Please return the lines of the listing below word for word, from the line holding "If any dog front" through the line holding "[74,150,142,216]", with both of those lines included.
"""
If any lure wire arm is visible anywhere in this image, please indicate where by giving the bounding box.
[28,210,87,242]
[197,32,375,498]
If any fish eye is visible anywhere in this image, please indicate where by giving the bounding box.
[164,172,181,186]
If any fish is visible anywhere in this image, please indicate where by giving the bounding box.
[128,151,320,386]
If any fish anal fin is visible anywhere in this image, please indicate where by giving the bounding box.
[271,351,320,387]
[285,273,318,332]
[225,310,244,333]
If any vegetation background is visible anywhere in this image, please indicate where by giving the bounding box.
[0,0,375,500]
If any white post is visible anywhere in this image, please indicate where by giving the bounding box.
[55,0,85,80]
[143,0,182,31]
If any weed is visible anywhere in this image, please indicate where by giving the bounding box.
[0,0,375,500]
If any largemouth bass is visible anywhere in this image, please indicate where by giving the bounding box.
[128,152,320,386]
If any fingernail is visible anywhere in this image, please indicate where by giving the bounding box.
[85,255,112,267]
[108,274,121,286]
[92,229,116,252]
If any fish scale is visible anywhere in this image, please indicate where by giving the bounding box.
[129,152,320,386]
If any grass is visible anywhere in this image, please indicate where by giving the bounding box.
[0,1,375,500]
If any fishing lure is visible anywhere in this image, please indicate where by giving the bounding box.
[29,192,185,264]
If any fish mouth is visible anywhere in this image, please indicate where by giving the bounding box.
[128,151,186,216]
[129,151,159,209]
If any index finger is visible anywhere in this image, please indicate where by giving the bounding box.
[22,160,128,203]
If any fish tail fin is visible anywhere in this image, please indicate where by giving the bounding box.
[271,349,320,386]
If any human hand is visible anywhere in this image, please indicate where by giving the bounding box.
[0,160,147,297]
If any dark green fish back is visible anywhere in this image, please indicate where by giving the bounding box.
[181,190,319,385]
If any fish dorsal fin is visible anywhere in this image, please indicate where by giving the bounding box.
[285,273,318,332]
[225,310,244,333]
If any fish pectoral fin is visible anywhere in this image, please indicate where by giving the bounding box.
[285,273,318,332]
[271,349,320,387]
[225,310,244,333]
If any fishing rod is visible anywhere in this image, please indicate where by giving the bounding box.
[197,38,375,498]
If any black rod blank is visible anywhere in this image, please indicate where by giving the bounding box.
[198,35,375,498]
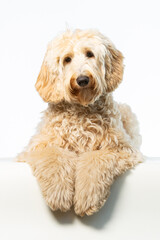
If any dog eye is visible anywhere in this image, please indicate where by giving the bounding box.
[86,51,94,58]
[64,57,72,63]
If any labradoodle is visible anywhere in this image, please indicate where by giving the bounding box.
[18,29,143,216]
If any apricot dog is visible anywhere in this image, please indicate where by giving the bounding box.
[18,30,142,216]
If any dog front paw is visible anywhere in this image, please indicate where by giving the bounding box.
[74,151,113,216]
[29,150,75,212]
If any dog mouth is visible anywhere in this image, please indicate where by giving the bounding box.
[70,76,97,106]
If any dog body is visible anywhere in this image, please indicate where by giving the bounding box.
[19,30,142,216]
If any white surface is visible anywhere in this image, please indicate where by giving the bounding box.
[0,158,160,240]
[0,0,160,157]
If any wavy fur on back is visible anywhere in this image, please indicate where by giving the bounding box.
[18,30,143,216]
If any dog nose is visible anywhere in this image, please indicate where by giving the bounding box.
[76,76,89,87]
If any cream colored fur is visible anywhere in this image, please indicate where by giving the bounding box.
[18,30,142,216]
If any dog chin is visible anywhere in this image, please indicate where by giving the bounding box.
[70,87,97,106]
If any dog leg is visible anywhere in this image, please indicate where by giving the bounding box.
[20,147,76,212]
[74,150,142,216]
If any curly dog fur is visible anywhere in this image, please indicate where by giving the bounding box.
[18,30,143,216]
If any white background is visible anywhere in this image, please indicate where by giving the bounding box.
[0,0,160,157]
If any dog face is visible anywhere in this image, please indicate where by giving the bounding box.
[35,30,123,106]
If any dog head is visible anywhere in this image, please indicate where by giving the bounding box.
[35,30,123,106]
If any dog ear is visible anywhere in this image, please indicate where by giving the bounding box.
[35,60,63,103]
[105,44,124,92]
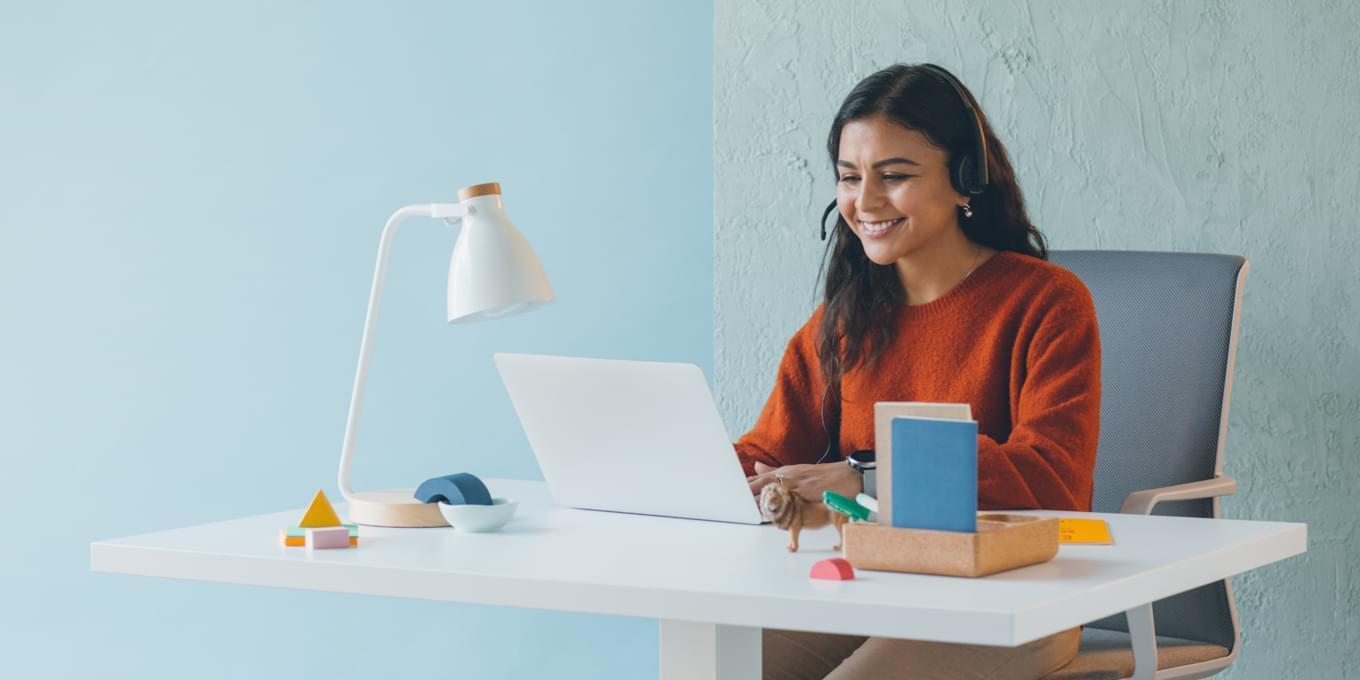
"""
* [Exercise solution]:
If any dog front paw is visible anywhere in this image, please indicate where by giving the bounding box.
[74,151,113,216]
[29,150,75,212]
If any dog mouth is visible anywhere in this image, please indicate where by giving the bounding box.
[70,76,97,106]
If any dog body is visible anywhere in this image, please indicate where by giving the bounding box.
[19,30,142,216]
If any white surface is visible anywhere in this image, please indicate where by giving the bounding box.
[0,158,160,240]
[0,0,160,157]
If any wavy fur on back is visible anywhere in this image, please indicate where by giving the bounding box.
[18,30,143,216]
If any dog nose is visible anywhere in this image, please indicate where by giving the bounding box.
[76,76,89,87]
If any cream colored fur is visible anywhere in this image, please indicate where by giving the bounding box.
[18,30,142,216]
If any dog chin is visible anywhere in this image, please indicate where by giving the bounding box.
[70,87,97,106]
If any dog leg is visible anywhere in this image, please indicate where by giving the bounding box.
[20,147,76,212]
[74,150,142,216]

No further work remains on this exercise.